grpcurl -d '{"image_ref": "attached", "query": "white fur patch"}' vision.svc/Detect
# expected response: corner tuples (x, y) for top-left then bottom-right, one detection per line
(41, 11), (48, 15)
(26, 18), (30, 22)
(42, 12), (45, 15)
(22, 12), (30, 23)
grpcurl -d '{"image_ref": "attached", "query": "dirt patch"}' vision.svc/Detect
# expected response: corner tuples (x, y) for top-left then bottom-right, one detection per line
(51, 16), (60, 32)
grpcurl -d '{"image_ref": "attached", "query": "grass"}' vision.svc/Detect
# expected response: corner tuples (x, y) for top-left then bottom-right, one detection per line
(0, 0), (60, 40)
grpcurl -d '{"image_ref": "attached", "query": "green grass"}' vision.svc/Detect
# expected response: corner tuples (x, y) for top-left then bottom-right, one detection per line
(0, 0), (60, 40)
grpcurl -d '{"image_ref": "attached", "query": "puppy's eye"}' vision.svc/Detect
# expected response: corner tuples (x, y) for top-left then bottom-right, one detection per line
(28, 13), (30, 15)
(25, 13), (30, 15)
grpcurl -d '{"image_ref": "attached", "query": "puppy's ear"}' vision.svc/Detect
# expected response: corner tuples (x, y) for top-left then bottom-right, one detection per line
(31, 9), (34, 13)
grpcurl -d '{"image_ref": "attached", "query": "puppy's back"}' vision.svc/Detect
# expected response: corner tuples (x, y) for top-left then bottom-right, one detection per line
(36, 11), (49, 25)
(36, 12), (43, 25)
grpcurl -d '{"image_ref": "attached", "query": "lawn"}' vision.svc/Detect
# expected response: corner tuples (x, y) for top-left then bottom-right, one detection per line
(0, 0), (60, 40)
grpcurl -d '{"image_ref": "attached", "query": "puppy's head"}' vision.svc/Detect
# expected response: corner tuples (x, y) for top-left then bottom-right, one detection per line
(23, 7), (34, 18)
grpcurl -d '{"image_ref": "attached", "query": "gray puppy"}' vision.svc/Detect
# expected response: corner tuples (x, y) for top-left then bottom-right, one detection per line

_DIRECTIONS_. Scan the material above for the string "attached". Return each line where it occurs.

_RESPONSE_.
grpcurl -d '{"image_ref": "attached", "query": "white fur patch"}' vision.svc/Detect
grpcurl -d '{"image_ref": "attached", "query": "dirt patch"}' vision.svc/Detect
grpcurl -d '{"image_ref": "attached", "query": "grass"}' vision.svc/Detect
grpcurl -d '{"image_ref": "attached", "query": "green grass"}' vision.svc/Detect
grpcurl -d '{"image_ref": "attached", "query": "puppy's eye"}' vision.svc/Detect
grpcurl -d '{"image_ref": "attached", "query": "puppy's ear"}' vision.svc/Detect
grpcurl -d '{"image_ref": "attached", "query": "puppy's back"}' vision.svc/Detect
grpcurl -d '{"image_ref": "attached", "query": "lawn"}' vision.svc/Detect
grpcurl -d '{"image_ref": "attached", "query": "puppy's head"}' vision.svc/Detect
grpcurl -d '{"image_ref": "attached", "query": "gray puppy"}' vision.svc/Detect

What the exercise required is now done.